▸ Problem:
Reproduce the records verbatim, from the line containing "segment --target firefighter" through the line containing "112 130 L 124", with both of those lines included and the pictures omitted.

▸ Materials provided:
↓
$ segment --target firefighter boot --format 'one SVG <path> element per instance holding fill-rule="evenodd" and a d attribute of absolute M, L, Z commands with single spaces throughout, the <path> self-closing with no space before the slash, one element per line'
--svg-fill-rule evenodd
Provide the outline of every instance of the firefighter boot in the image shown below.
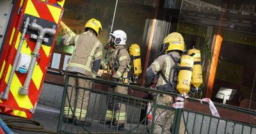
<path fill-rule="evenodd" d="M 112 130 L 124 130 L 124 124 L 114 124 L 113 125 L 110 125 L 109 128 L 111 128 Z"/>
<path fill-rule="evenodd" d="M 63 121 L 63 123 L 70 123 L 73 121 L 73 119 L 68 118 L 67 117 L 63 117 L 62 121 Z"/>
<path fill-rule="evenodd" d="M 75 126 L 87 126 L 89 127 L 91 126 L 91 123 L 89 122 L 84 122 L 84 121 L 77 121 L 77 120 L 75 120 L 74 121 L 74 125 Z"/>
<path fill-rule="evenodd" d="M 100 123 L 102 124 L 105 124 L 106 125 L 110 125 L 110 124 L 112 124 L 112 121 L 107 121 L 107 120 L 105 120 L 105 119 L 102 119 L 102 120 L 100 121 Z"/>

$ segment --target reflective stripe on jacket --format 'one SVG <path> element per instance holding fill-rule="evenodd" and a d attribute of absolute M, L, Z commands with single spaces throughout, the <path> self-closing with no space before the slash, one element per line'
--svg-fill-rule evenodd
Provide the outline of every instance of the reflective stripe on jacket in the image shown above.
↑
↓
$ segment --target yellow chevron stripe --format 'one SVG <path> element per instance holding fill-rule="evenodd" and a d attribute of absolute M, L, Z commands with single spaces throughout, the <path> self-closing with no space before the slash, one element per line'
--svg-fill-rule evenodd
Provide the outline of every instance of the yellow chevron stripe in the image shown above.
↑
▸ Exercise result:
$ segment --target firefighter boot --format 'one SVG <path> element per instance holding fill-rule="evenodd" and a d attribute of absolute M, L, Z commands with single spaces throughout, the <path> self-closing with no space before the slash, one element per line'
--svg-fill-rule evenodd
Provide the outline of every instance of the firefighter boot in the image shown below.
<path fill-rule="evenodd" d="M 112 130 L 124 130 L 124 124 L 114 124 L 113 125 L 110 125 L 109 128 L 111 128 Z"/>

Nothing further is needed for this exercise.